[Required task]:
Reproduce the listing below without changing a single character.

[Data for processing]:
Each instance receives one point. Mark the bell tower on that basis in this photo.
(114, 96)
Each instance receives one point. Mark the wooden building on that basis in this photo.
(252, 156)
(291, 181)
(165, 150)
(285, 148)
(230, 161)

[Problem solution]:
Each instance receives one point. Mark the bell tower on that basis in this photo.
(114, 96)
Each instance receives one point. Mark the wooden building on that basis in this photo.
(252, 156)
(291, 181)
(165, 150)
(285, 148)
(230, 161)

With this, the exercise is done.